**** MATERIALS PROVIDED ****

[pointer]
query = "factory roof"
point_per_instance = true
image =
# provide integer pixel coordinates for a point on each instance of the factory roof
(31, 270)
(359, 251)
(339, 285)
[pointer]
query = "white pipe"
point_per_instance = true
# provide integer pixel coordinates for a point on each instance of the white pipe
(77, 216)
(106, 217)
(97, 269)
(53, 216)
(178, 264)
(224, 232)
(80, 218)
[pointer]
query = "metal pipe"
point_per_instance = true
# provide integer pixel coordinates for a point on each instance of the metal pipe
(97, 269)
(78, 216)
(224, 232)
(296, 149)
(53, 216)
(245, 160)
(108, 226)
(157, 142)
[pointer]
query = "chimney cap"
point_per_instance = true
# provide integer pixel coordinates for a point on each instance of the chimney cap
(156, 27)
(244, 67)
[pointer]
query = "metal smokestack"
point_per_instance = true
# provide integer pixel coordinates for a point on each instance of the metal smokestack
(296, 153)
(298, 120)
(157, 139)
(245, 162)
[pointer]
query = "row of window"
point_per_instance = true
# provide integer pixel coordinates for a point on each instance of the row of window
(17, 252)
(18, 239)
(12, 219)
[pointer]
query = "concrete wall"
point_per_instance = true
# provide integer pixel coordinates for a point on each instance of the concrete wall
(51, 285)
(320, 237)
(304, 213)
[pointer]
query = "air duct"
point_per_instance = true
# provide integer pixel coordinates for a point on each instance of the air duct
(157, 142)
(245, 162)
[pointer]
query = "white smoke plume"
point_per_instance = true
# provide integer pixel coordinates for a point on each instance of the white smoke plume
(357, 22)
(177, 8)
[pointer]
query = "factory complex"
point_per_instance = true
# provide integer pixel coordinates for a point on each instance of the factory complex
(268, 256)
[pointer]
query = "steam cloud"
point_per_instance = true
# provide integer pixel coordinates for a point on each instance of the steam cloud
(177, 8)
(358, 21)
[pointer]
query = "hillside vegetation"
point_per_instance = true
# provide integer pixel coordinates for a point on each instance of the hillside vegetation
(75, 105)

****

PROBLEM STATEMENT — State how many lines of the material above contain the string "smokestack". Reply with the number alone.

WRITTEN REPLY — 2